== Provided information ==
►
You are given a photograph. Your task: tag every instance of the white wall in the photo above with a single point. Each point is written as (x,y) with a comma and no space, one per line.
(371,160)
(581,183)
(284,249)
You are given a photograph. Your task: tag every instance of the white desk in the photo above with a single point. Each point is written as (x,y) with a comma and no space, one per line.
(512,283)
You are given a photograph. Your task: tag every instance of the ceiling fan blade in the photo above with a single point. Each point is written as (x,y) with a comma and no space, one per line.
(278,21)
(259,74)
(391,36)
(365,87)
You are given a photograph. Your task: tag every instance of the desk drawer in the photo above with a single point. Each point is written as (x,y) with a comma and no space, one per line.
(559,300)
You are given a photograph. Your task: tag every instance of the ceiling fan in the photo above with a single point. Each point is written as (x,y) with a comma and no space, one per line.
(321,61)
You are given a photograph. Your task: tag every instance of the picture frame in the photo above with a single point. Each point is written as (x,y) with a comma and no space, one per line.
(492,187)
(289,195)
◄
== Directive ==
Rewrite the listing above, replacing every "tag" with "mark" and leaving everything else unchanged.

== Answer to this exercise ==
You are given a photograph. Your task: mark every instance of the white wall in the photo above with a single point. Each point is written as (x,y) with a comma and no space, one per line.
(371,160)
(581,183)
(284,249)
You are given a photograph. Your task: mark every instance of the white desk in the photo above with a single point. Each point is written as (x,y) with a comma and no space, one per line.
(512,283)
You are given a photograph. Your task: mark every instance of the ceiling fan blade in the photo above with a single point. Each point is written as (x,y) with a comma and no space, one per line.
(278,21)
(259,74)
(391,36)
(365,87)
You are given a photograph. Your task: mark every instance of the desk drawer in the photo above with a single point. Each point is written as (x,y) with a comma and no space, one per line.
(559,300)
You are given a photograph. Your task: mark every instance of the ceiling fan in the photo above with a single point. Each point is written as (x,y) with a comma and no space, one per line.
(321,61)
You are given a photograph. Your task: mark every instance of the picture frame in the photo above with a single point. Each point is written as (x,y) with a comma and no space, one per line.
(492,187)
(289,195)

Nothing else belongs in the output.